Task to carry out: Can you copy the debate passage on the Liberal Party's health funding recommendation word for word, in full?

Page 2517 - Week 08 - Thursday, 30 June 2005
They assert in their recommendation—and I will just turn to it here—in their dissenting report: reallocate the balance of about $15 million to health. They recommend that we spend more. What sort of muddle-headed, absurd approach is that from the Liberal Party? On the one hand, they want to criticise what they believe is inefficiency; but then they want to increase the total of the budget. I would accept that, if they asserted there were inefficiencies, they would identify areas within the health portfolio where funding should be reallocated within the portfolio—working within the same total but redirecting the money within the portfolio into areas of focus that they believed were appropriate in the portfolio.
But that is not what they have done. Instead, they have dragged more money into the portfolio. They have not bothered to look at what the opportunities are for efficiency within the portfolio. Instead, they criticise the amount of what they believe is excessive expenditure in health, excessive costs of the system, and say, “We will fix this by putting more money into it.” That is the assertion from the Liberal Party, and it is an absurd one.

Record extracts:
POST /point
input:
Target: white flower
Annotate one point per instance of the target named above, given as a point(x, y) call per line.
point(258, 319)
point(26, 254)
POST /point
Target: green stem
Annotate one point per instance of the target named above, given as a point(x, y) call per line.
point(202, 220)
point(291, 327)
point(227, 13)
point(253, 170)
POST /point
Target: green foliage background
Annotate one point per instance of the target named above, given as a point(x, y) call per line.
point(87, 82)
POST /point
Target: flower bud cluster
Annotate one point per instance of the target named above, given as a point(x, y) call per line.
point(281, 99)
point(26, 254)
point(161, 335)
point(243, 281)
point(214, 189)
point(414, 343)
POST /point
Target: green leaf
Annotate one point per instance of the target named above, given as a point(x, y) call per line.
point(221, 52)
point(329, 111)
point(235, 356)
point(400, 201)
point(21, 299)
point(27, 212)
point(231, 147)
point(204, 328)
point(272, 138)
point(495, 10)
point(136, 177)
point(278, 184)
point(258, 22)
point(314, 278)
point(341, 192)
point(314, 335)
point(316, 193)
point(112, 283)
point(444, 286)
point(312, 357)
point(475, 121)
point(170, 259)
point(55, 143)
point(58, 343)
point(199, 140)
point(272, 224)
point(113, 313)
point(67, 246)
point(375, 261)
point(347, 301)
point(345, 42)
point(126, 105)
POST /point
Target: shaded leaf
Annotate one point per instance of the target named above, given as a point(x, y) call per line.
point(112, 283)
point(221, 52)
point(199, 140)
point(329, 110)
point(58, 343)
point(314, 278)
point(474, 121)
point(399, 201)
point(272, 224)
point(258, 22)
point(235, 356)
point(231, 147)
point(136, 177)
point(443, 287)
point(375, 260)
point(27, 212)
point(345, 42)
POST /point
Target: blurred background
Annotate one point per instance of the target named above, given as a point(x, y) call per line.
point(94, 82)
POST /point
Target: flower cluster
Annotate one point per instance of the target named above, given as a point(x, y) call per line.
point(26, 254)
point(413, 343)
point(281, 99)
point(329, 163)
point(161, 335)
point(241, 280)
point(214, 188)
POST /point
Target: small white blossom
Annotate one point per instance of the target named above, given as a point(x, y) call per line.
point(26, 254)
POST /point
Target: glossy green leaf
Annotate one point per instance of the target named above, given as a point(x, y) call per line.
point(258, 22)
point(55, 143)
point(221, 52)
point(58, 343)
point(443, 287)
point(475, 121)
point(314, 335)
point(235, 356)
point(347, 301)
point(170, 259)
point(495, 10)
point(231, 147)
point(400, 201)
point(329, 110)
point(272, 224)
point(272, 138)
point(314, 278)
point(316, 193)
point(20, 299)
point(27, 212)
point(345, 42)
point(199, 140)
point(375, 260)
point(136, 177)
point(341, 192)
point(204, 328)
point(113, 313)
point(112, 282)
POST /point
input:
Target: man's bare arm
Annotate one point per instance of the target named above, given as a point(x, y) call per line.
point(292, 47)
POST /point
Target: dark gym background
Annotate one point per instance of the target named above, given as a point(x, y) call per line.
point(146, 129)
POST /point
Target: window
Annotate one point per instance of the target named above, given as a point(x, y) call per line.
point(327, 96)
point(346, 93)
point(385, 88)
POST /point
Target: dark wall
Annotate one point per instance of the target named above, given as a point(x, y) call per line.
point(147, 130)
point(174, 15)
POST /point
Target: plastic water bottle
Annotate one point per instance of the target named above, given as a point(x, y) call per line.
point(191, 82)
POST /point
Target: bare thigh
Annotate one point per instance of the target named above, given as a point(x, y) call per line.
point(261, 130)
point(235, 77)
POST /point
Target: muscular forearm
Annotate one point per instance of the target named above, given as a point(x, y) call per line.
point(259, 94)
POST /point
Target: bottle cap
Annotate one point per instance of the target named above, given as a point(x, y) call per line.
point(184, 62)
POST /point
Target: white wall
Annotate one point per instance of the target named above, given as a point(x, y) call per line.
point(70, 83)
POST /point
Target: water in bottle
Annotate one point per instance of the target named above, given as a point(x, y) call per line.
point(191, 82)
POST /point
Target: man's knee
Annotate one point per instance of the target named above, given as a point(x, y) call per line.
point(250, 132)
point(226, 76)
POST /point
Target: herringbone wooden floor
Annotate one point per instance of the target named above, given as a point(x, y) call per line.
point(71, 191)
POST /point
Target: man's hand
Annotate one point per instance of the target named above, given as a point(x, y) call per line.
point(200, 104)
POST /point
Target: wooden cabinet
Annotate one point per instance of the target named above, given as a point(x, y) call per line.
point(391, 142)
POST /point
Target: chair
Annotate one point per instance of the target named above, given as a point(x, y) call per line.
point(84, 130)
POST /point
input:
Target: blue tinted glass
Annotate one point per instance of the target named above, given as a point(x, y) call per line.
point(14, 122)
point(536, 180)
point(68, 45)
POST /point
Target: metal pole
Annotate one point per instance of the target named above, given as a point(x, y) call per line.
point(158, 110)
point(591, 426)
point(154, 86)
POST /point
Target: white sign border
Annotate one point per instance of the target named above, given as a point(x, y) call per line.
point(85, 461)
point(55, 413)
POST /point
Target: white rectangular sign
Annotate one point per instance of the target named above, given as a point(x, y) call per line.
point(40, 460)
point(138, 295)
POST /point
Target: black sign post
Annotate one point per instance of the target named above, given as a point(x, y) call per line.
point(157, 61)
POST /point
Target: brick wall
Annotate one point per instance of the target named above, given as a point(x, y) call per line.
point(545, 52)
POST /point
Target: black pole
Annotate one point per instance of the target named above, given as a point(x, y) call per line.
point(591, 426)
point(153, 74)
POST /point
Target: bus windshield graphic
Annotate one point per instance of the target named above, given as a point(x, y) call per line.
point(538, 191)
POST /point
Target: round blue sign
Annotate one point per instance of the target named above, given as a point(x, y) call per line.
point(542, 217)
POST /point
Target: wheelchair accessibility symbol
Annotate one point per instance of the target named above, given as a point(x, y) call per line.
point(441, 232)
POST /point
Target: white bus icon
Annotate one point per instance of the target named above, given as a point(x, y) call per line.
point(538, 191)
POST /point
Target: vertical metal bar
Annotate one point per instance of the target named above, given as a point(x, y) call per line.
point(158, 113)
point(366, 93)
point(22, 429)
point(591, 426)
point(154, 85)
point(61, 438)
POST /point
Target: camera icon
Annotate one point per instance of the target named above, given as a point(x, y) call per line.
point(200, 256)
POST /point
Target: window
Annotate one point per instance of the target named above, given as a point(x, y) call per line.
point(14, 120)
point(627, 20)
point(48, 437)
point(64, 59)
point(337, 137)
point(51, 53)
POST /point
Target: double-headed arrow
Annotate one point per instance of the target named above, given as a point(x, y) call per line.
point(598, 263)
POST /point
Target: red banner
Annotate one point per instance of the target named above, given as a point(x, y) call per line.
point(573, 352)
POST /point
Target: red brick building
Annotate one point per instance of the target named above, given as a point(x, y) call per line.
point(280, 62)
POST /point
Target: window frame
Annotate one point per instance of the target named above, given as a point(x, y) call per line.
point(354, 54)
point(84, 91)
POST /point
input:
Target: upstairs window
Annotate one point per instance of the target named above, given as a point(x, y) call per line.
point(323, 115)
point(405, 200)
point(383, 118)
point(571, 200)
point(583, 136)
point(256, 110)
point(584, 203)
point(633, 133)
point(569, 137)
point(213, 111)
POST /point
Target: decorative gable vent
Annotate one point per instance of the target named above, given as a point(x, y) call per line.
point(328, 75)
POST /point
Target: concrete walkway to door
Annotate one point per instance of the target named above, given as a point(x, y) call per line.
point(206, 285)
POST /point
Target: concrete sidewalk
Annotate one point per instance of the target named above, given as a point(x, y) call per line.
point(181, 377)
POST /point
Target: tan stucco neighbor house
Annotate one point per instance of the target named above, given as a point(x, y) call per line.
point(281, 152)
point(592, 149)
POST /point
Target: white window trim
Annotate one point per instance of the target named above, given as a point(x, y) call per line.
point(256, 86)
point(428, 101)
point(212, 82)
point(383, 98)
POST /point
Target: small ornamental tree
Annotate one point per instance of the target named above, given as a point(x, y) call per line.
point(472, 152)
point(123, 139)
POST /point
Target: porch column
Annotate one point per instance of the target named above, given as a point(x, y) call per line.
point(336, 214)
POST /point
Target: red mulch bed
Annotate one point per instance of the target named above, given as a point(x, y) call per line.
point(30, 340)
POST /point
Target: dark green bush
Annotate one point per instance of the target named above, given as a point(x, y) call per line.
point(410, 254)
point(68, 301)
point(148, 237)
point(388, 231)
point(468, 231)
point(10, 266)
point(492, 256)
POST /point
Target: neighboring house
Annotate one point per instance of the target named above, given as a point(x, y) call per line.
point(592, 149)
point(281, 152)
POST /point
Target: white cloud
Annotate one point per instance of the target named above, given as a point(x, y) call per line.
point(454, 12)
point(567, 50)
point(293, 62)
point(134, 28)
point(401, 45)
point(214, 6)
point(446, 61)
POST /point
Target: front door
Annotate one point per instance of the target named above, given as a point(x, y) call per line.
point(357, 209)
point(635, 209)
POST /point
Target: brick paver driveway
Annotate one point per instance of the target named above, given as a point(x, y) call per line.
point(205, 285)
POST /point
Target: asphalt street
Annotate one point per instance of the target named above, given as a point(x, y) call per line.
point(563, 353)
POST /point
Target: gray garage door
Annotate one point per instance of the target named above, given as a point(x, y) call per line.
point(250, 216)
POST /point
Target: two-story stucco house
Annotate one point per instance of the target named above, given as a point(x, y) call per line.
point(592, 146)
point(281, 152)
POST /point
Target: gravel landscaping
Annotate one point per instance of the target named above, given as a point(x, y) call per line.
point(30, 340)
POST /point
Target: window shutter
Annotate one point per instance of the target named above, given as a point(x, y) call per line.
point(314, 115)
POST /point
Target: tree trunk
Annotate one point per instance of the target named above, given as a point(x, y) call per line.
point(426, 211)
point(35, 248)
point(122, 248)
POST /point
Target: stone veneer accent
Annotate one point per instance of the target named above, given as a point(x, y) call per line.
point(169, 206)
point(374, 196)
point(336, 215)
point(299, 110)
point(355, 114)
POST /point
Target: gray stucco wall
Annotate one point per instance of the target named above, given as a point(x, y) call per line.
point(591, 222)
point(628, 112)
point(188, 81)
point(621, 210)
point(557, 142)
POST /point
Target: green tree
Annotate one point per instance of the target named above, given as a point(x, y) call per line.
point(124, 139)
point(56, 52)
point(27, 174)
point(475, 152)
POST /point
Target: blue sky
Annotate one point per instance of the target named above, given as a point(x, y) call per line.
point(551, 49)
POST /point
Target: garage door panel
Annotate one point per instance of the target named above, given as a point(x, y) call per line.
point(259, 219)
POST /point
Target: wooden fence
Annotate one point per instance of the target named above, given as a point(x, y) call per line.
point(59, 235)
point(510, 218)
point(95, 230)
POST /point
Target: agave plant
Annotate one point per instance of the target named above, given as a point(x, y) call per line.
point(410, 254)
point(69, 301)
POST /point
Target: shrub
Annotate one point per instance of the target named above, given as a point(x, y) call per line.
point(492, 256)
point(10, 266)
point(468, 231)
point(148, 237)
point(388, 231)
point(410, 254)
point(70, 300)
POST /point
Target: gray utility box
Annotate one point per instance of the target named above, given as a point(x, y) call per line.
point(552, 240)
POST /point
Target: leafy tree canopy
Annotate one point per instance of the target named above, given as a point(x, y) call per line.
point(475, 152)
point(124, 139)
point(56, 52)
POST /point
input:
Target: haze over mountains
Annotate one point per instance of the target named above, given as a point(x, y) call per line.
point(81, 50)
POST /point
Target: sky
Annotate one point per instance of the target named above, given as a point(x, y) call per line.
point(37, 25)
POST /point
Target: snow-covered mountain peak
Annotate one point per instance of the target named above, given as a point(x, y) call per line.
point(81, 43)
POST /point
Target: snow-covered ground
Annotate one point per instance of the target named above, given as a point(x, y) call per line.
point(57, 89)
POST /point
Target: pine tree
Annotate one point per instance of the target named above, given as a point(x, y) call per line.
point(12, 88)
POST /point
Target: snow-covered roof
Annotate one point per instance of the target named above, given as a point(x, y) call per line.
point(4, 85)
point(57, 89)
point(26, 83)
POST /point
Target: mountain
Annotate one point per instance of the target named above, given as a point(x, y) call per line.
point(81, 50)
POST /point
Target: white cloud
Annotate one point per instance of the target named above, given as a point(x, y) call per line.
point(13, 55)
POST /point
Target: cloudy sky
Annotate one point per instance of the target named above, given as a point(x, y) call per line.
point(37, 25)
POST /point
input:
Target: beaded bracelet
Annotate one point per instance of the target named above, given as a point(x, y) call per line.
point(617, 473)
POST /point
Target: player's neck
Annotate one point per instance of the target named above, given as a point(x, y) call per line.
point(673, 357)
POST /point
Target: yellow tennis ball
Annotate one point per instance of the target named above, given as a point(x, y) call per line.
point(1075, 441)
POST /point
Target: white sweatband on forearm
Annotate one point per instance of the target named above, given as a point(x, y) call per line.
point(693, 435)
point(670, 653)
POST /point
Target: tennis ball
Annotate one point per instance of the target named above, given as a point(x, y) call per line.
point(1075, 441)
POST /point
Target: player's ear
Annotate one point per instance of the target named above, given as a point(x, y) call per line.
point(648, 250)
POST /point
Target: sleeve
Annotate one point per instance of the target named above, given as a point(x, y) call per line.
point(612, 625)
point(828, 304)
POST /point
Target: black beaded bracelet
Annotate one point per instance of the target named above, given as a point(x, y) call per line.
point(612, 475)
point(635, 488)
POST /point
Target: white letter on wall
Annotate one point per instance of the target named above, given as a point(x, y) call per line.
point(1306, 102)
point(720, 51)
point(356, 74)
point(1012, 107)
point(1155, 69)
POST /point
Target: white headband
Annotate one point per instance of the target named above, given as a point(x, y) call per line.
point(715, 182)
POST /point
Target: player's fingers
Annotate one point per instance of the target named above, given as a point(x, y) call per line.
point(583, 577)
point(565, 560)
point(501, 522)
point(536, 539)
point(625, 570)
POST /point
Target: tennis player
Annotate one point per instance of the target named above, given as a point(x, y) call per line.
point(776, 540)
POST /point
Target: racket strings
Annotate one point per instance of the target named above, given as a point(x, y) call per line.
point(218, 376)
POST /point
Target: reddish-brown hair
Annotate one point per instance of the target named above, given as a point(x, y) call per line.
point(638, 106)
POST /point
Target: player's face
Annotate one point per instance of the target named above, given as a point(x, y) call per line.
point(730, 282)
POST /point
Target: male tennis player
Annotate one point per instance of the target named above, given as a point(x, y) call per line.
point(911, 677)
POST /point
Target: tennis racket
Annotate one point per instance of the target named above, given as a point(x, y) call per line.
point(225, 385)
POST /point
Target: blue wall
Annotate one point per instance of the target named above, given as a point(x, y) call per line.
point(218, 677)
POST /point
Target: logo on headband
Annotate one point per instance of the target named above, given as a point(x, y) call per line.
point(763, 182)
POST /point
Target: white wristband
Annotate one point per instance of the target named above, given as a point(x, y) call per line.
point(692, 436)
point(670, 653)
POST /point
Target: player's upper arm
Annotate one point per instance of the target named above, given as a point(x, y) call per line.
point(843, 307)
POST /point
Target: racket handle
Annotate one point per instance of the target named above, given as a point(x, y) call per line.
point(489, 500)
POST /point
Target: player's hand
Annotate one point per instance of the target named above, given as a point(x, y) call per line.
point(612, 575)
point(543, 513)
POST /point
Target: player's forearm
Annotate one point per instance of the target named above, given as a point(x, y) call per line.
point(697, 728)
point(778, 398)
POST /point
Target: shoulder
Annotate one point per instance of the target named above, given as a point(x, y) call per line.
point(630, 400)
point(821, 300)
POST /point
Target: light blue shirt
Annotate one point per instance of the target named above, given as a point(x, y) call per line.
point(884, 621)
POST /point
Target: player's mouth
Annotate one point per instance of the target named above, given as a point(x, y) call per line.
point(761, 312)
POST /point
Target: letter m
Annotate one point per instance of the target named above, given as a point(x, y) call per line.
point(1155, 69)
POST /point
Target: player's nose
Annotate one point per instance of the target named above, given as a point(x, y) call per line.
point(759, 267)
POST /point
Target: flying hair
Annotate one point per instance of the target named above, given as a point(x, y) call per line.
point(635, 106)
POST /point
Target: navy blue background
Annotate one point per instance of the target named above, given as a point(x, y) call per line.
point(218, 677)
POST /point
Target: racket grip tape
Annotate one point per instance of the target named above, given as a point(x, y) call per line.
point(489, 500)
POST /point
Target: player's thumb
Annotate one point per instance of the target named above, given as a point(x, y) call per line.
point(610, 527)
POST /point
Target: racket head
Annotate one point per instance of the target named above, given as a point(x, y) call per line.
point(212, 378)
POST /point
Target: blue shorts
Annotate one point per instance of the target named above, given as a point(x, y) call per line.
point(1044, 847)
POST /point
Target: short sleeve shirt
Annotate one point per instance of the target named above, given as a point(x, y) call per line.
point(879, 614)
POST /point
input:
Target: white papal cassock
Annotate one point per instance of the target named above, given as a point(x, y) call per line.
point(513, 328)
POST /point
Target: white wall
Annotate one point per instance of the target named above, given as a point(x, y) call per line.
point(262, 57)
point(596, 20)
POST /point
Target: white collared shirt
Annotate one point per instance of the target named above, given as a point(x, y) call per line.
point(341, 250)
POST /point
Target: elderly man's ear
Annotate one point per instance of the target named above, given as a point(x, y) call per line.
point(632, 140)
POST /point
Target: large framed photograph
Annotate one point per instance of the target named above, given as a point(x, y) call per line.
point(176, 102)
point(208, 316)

Task result:
Page 2517 - Week 08 - Thursday, 30 June 2005
They assert in their recommendation—and I will just turn to it here—in their dissenting report: reallocate the balance of about $15 million to health. They recommend that we spend more. What sort of muddle-headed, absurd approach is that from the Liberal Party? On the one hand, they want to criticise what they believe is inefficiency; but then they want to increase the total of the budget. I would accept that, if they asserted there were inefficiencies, they would identify areas within the health portfolio where funding should be reallocated within the portfolio—working within the same total but redirecting the money within the portfolio into areas of focus that they believed were appropriate in the portfolio.
But that is not what they have done. Instead, they have dragged more money into the portfolio. They have not bothered to look at what the opportunities are for efficiency within the portfolio. Instead, they criticise the amount of what they believe is excessive expenditure in health, excessive costs of the system, and say, “We will fix this by putting more money into it.” That is the assertion from the Liberal Party, and it is an absurd one.